What you are asked to do: Locate each line in the material below that contains the word "fitting", and copy every such line in full.

Records:
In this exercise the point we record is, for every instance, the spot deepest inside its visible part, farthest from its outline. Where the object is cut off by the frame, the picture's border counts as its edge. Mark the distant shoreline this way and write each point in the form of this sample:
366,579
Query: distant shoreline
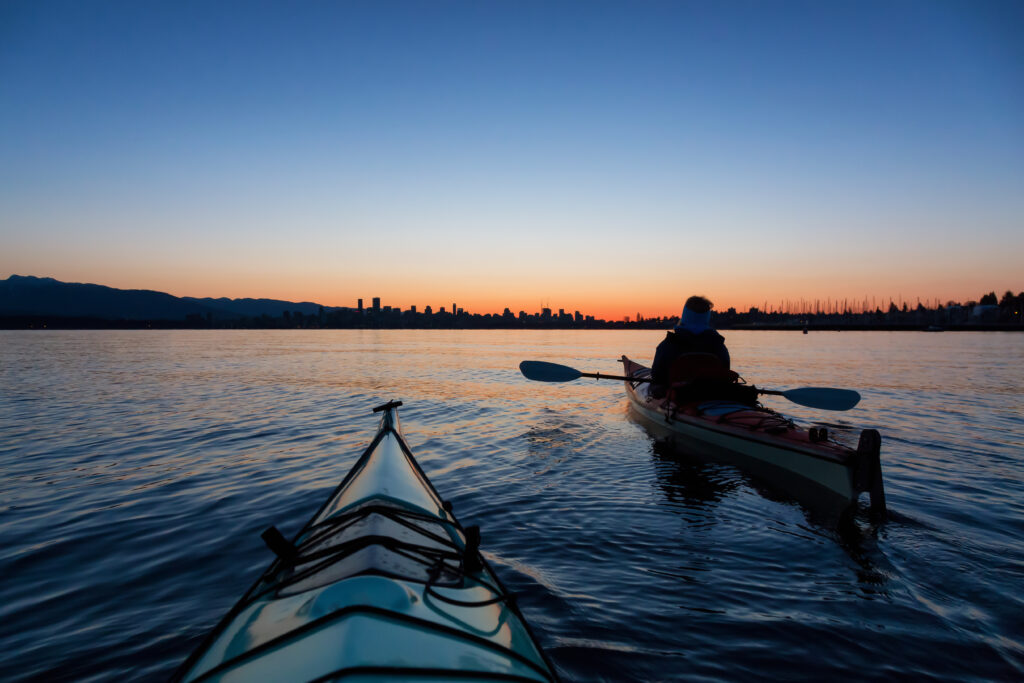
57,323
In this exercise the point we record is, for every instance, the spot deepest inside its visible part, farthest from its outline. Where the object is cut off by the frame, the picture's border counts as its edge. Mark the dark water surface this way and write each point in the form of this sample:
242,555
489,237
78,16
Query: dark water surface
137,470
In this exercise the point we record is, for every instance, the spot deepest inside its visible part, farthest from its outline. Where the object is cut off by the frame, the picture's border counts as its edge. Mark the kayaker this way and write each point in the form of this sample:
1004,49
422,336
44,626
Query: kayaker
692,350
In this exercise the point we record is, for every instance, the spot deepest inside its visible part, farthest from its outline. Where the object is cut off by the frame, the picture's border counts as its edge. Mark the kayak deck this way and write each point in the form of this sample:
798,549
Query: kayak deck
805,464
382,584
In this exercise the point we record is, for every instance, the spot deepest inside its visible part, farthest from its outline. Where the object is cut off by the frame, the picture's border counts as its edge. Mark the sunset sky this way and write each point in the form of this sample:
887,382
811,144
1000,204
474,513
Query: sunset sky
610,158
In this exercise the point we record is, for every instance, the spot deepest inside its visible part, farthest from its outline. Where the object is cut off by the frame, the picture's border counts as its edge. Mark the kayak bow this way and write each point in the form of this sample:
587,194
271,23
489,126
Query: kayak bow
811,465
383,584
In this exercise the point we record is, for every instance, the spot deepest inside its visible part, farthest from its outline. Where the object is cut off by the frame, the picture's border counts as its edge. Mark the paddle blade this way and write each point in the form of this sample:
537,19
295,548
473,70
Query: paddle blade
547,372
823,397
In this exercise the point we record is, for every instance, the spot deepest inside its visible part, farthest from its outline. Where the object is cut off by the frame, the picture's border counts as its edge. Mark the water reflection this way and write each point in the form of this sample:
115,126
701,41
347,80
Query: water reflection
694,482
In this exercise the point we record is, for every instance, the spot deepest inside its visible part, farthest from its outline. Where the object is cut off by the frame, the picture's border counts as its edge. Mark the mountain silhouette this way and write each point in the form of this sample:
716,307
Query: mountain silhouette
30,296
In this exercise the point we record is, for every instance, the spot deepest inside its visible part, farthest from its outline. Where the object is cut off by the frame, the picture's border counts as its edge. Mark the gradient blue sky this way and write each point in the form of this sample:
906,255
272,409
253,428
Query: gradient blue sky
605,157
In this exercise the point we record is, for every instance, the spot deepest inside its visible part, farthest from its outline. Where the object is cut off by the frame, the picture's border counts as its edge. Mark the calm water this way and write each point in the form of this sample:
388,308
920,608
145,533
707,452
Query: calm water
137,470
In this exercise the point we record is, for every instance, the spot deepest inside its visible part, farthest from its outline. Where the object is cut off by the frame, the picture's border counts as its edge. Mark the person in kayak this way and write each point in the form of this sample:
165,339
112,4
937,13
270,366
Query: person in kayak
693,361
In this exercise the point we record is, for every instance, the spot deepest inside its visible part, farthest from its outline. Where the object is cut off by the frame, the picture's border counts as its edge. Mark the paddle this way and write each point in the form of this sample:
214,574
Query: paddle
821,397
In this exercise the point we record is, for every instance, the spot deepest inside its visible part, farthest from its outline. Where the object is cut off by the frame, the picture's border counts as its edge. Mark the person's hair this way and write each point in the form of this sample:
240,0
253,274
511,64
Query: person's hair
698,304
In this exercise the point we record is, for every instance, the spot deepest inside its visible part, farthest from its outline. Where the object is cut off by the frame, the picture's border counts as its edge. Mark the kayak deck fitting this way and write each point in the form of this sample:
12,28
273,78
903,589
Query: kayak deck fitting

--

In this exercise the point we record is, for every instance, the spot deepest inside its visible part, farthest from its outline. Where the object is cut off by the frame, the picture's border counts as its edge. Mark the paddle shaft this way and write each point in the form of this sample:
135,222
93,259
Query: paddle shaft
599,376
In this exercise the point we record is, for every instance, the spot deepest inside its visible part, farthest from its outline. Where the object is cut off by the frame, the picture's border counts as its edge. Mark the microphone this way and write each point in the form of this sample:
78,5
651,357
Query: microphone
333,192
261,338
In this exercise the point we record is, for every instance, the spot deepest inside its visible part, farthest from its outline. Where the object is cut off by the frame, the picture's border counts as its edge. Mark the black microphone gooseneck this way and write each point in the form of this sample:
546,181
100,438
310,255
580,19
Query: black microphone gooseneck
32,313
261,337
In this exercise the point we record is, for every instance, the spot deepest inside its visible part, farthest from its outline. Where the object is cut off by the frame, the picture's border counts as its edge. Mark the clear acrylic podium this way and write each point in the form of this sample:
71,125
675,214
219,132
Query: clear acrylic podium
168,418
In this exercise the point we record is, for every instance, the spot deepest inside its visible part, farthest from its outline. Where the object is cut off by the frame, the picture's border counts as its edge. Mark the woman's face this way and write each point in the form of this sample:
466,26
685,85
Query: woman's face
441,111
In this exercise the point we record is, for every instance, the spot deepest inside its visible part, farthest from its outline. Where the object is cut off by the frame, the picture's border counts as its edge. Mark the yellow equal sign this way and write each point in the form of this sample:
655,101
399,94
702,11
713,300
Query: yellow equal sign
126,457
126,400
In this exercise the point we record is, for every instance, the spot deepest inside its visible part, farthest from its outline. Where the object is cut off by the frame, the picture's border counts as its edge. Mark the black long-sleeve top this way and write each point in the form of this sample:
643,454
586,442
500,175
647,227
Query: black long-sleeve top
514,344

Solution for this task:
In this exercise the point we record is, for every instance, the spot deepest inside its visible part, farthest from its outline. Where the object is cut off by the frame, the picture's border counts as its edge. Mark the kayak deck fitting this way and write each point in the form of this sample:
Query: kayak deck fitting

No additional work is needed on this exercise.